[Data excerpts]
* * * *

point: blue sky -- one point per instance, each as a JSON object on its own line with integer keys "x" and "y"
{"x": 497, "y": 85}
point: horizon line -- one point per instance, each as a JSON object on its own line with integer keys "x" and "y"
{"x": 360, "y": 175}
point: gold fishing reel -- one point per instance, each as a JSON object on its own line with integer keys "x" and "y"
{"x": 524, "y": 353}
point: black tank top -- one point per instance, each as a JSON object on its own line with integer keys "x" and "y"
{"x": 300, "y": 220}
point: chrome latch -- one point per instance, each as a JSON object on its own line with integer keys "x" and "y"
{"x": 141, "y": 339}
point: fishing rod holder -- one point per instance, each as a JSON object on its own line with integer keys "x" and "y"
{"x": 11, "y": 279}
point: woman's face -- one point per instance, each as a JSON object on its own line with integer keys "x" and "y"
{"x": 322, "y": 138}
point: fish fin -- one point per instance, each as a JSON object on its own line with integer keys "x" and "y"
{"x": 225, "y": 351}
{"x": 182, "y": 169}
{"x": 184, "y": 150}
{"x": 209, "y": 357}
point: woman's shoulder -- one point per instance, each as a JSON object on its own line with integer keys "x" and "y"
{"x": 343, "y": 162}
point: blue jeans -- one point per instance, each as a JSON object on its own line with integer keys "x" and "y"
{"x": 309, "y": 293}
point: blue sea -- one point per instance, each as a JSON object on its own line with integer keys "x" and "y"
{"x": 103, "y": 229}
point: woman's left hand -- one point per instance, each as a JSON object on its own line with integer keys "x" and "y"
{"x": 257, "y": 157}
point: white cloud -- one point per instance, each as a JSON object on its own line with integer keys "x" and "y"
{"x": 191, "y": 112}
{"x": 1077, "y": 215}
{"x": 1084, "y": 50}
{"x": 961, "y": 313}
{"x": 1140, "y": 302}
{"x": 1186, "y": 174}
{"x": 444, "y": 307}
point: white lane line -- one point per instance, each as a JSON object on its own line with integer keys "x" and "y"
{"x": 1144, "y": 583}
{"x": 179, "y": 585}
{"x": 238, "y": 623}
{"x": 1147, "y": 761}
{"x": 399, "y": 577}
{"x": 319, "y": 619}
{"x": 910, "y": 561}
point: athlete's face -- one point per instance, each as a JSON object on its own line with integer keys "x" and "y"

* * * *

Repeat, without changes, every line from the one that contains "point: fish fin" through the final line of the data.

point: fish fin -- one point per instance, each as a JSON object on its own line with integer keys "x" and "y"
{"x": 225, "y": 351}
{"x": 182, "y": 169}
{"x": 184, "y": 150}
{"x": 209, "y": 357}
point: woman's shoulder -- one point per instance, each as a JSON object on its own line with integer keys "x" and "y"
{"x": 343, "y": 162}
point: blue jeans -- one point per instance, each as a JSON object on its own line with integer keys "x" and "y"
{"x": 309, "y": 293}
point: blue sea -- one point per instance, each as a JSON object on its own line with integer keys "x" and "y"
{"x": 103, "y": 229}
point: woman's left hand -- one point per instance, each as a JSON object on its own line with integer keys "x" and "y"
{"x": 257, "y": 157}
point: white cloud -- one point per instance, each as a JSON object on its own line with integer keys "x" and "y"
{"x": 191, "y": 112}
{"x": 1077, "y": 215}
{"x": 1084, "y": 50}
{"x": 961, "y": 313}
{"x": 1140, "y": 302}
{"x": 1186, "y": 174}
{"x": 444, "y": 307}
point: white lane line -- one point per instance, each as a JSON object on its own line with integer keys "x" and "y"
{"x": 1144, "y": 583}
{"x": 179, "y": 585}
{"x": 238, "y": 623}
{"x": 1147, "y": 761}
{"x": 399, "y": 577}
{"x": 319, "y": 619}
{"x": 910, "y": 561}
point: athlete's face -- one point per instance, each as a JSON object on its own line with integer keys "x" and "y"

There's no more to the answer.